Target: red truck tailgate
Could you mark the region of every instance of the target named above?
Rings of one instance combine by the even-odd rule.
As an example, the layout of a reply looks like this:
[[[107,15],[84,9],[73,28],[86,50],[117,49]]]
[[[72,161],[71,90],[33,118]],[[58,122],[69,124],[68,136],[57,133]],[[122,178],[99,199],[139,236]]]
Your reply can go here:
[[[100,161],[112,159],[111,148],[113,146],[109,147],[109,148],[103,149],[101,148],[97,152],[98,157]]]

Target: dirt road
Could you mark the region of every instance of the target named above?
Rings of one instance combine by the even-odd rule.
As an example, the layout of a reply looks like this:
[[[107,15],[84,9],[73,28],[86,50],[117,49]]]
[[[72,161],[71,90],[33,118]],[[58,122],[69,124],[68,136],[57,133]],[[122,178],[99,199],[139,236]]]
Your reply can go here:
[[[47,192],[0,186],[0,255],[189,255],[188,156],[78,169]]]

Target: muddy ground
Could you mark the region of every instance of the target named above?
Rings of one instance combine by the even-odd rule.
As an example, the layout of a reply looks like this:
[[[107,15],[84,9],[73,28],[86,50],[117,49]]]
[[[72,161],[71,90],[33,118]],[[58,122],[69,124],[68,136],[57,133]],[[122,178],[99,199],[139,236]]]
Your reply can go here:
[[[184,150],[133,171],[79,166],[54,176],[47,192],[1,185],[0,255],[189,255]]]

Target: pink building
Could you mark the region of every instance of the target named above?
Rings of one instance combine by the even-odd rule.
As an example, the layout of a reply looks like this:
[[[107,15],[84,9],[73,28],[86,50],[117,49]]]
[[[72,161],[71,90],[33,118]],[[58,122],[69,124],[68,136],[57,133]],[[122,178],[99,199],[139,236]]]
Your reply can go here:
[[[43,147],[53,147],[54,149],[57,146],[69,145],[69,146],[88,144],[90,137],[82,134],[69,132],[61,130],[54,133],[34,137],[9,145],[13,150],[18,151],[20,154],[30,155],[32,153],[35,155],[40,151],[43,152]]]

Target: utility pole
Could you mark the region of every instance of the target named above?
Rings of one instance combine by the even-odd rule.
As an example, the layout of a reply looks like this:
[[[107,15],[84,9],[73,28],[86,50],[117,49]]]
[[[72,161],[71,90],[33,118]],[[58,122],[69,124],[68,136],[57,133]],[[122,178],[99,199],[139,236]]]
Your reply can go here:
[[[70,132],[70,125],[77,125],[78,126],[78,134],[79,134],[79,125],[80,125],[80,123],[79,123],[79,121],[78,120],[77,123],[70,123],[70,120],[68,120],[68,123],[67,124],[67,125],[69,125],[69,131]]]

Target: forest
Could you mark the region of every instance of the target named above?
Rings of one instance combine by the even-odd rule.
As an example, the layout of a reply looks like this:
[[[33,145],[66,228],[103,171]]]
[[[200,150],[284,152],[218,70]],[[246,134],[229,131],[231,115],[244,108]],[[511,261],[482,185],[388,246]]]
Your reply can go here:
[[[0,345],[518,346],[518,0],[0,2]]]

■ Objective: Reproduce every one of the records above verbatim, changing nothing.

■ Reply:
Target: red truck tailgate
Could you mark the region of every instance of the target named above?
Rings of one instance combine by the even-odd rule.
As an example, the layout of a reply looks like this:
[[[107,15],[84,9],[73,28],[86,50],[117,49]]]
[[[72,161],[71,90],[33,118]],[[58,122],[69,124],[68,136],[57,133]],[[122,178],[99,199],[139,236]]]
Your reply can go here:
[[[100,161],[112,159],[111,148],[113,146],[109,147],[109,148],[103,149],[101,148],[97,152],[98,157]]]

Target: dirt road
Could you mark the region of every instance of the target named above?
Rings of one instance combine by the even-odd rule.
As an example, the layout of a reply looks like this:
[[[107,15],[84,9],[73,28],[86,50],[117,49]]]
[[[72,161],[71,90],[33,118]],[[58,122],[69,124],[68,136],[57,133]],[[122,178],[99,199],[139,236]]]
Your reply can go here:
[[[47,192],[0,186],[0,255],[189,255],[188,156],[78,169]]]

Target: muddy ground
Could you mark the region of every instance of the target named above?
Rings of one instance combine by the even-odd rule.
As an example, the layout of a reply looks like this:
[[[107,15],[84,9],[73,28],[86,50],[117,49]]]
[[[72,161],[71,90],[33,118]],[[58,122],[69,124],[68,136],[57,133]],[[122,178],[99,199],[139,236]]]
Your reply can go here:
[[[184,150],[133,171],[79,166],[54,176],[47,192],[1,185],[0,255],[189,255]]]

Target: pink building
Could you mark the region of every instance of the target named above?
Rings of one instance combine by the even-odd rule.
As an example, the layout of a reply looks like this:
[[[107,15],[84,9],[73,28],[86,50],[117,49]]]
[[[72,161],[71,90],[33,118]],[[58,122],[69,124],[68,136],[57,133]],[[122,178],[99,199],[139,236]]]
Your reply can go here:
[[[43,147],[53,147],[54,149],[57,146],[69,145],[69,146],[88,144],[90,137],[82,134],[69,132],[61,130],[54,133],[34,137],[9,145],[13,150],[18,151],[20,154],[30,155],[32,153],[35,155],[40,151],[43,152]]]

Target: utility pole
Could you mark the region of every instance of the target named above?
Rings of one instance combine by the even-odd rule.
As an example, the layout of a reply looks like this:
[[[107,15],[84,9],[73,28],[86,50],[117,49]]]
[[[72,161],[71,90],[33,118]],[[58,122],[69,124],[68,136],[57,133]],[[122,178],[99,199],[139,236]]]
Your reply can go here:
[[[70,132],[70,125],[77,125],[78,126],[78,134],[79,134],[79,125],[80,125],[80,123],[79,123],[79,121],[78,120],[77,123],[70,123],[70,120],[68,120],[68,123],[67,124],[67,125],[69,125],[69,131]]]

Target: forest
Could you mark the region of every instance of the target named above?
Rings of one instance combine by the even-odd rule.
As an example, the layout of a reply looks like this:
[[[33,145],[66,228],[103,171]]]
[[[200,150],[284,152],[218,70]],[[246,134],[229,131],[231,115],[244,108]],[[511,261],[482,185],[388,246]]]
Your reply can go here:
[[[0,345],[518,346],[518,0],[0,2]]]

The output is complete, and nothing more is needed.